▶ _Extract provided_
A three-person FINRA arbitration panel awarded $1.1 million, including back pay, to a former J.P. Morgan Securities financial advisor who claimed in the dispute the firm was in breach of contract.

The advisor, James Dean, worked at J.P. Morgan Securities in Los Angeles from 2016 to 2022, according to his BrokerCheck report. He is no longer a registered FINRA broker but is a registered investment advisor with Butler Park Capital, which is based in Miami.

In their decision, the three arbitrators awarded Dean $676,000 in compensatory damages, which were also labeled as back wages; $121,000 in interest; and $301,000 in attorney’s fees.

Dean is a 31-year veteran of the brokerage and financial advice industries. He filed his lawsuit against his former firm in 2023.

A spokesperson for J.P. Morgan Securities did not return a call on Friday to comment.

“My client has no comment on the award,” said Barry Lax, Dean’s attorney. “But from a law firm perspective, it’s a victory when you win attorney’s fees, interest and back pay going up against one of the largest financial institutions in the world.”

▶ _Direction 1_
In the entries, take the stretch from the line containing "If you could tag the steep" through the end of the entries, and swap "much appreciated" for "greatly appreciated" wherever it appears, leaving everything else unchanged.

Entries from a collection
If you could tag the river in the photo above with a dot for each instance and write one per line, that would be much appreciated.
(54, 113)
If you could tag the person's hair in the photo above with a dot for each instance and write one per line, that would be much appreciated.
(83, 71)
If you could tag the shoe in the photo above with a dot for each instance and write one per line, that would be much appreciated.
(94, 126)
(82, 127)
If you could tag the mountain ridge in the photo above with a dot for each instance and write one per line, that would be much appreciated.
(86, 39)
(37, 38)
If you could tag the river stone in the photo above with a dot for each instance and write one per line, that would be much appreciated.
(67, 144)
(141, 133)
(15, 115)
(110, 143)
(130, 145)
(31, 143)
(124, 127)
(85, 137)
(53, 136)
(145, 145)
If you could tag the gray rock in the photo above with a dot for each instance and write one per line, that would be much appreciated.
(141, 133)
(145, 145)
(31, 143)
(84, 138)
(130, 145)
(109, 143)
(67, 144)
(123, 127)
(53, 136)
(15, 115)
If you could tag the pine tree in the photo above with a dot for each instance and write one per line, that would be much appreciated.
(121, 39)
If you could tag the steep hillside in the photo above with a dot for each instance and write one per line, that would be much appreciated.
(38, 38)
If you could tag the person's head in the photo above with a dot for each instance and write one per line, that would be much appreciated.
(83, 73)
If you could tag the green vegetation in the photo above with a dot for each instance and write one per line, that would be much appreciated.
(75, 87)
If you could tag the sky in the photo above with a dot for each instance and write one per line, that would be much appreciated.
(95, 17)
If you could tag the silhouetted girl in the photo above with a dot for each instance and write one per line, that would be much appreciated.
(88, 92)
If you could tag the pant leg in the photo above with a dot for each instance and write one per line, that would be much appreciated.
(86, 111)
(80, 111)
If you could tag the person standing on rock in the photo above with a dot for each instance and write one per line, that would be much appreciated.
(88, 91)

▶ _Direction 2_
From the arbitration article, extract the stretch from "A three-person FINRA" through "based in Miami." word for word.

▶ _Task answer 1_
If you could tag the steep hillside in the photo above with a dot for each instance and write one per line, that would be greatly appreciated.
(38, 38)
If you could tag the person's head in the photo above with a dot for each instance and write one per line, that would be greatly appreciated.
(83, 73)
If you could tag the green vegetation in the photo above with a dot for each instance and write one per line, that would be greatly appreciated.
(75, 87)
If you could tag the sky in the photo above with a dot for each instance and write one per line, that would be greatly appreciated.
(95, 17)
If you could tag the silhouetted girl in the photo above with a dot for each instance and write one per line, that would be greatly appreciated.
(88, 92)
If you could tag the pant leg in the photo above with a dot for each instance and write one per line, that would be greatly appreciated.
(86, 111)
(80, 111)
If you could tag the person standing on rock in the photo above with a dot for each instance and write one per line, that would be greatly appreciated.
(88, 91)

▶ _Task answer 2_
A three-person FINRA arbitration panel awarded $1.1 million, including back pay, to a former J.P. Morgan Securities financial advisor who claimed in the dispute the firm was in breach of contract.

The advisor, James Dean, worked at J.P. Morgan Securities in Los Angeles from 2016 to 2022, according to his BrokerCheck report. He is no longer a registered FINRA broker but is a registered investment advisor with Butler Park Capital, which is based in Miami.